__Data entries__.

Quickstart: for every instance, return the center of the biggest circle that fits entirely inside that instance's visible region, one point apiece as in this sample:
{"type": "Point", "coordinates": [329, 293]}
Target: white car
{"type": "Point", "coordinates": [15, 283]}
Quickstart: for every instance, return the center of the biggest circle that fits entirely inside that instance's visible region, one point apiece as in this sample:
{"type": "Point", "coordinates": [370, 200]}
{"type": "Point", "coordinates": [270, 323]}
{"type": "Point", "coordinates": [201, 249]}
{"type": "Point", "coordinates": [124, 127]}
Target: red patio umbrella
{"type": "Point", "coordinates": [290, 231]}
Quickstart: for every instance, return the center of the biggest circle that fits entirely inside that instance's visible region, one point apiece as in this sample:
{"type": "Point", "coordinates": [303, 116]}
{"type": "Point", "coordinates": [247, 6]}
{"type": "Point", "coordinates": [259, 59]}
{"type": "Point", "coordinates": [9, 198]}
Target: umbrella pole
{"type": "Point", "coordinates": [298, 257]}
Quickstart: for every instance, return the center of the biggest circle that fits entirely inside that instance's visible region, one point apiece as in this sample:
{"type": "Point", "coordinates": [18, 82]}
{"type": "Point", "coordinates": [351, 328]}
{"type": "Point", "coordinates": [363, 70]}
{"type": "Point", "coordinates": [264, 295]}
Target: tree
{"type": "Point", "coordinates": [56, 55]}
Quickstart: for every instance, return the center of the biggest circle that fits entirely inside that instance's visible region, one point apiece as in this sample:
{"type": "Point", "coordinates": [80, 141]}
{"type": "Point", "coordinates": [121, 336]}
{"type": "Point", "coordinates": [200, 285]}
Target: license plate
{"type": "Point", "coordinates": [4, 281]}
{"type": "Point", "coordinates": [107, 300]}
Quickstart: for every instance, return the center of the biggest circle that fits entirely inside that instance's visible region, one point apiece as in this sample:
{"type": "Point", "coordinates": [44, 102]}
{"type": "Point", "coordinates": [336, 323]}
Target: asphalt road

__Exercise directions__. Extract all of the data shown above without alteration.

__The result__.
Quickstart: for every instance, return the center of the biggest circle that fits entirely inside that instance's visible region, one point apiece as in this sample:
{"type": "Point", "coordinates": [329, 293]}
Target: white car
{"type": "Point", "coordinates": [15, 283]}
Quickstart: for every instance, return the center of the biggest circle that fits entirely inside that instance's visible region, one point apiece as in this sample:
{"type": "Point", "coordinates": [370, 200]}
{"type": "Point", "coordinates": [270, 323]}
{"type": "Point", "coordinates": [201, 249]}
{"type": "Point", "coordinates": [124, 127]}
Target: red patio umbrella
{"type": "Point", "coordinates": [290, 231]}
Quickstart: for every instance, return the center of the biggest circle that fits entirely inside that instance's visible region, one point apiece as in this sample:
{"type": "Point", "coordinates": [303, 116]}
{"type": "Point", "coordinates": [247, 6]}
{"type": "Point", "coordinates": [259, 59]}
{"type": "Point", "coordinates": [9, 198]}
Target: umbrella pole
{"type": "Point", "coordinates": [298, 257]}
Quickstart: for every instance, return the center of the biggest circle that fits entirely inside that instance's visible region, one point apiece as in this sample:
{"type": "Point", "coordinates": [18, 82]}
{"type": "Point", "coordinates": [351, 328]}
{"type": "Point", "coordinates": [363, 70]}
{"type": "Point", "coordinates": [264, 295]}
Target: tree
{"type": "Point", "coordinates": [56, 55]}
Quickstart: for every instance, return the center of the biggest circle that fits entirely inside that instance's visible region, one point apiece as in this sample:
{"type": "Point", "coordinates": [80, 141]}
{"type": "Point", "coordinates": [121, 336]}
{"type": "Point", "coordinates": [200, 285]}
Target: license plate
{"type": "Point", "coordinates": [4, 281]}
{"type": "Point", "coordinates": [107, 300]}
Quickstart: for every instance, return the center of the biggest circle that fits entirely inside that instance's visible region, one point apiece as in this sample:
{"type": "Point", "coordinates": [44, 102]}
{"type": "Point", "coordinates": [336, 323]}
Target: asphalt road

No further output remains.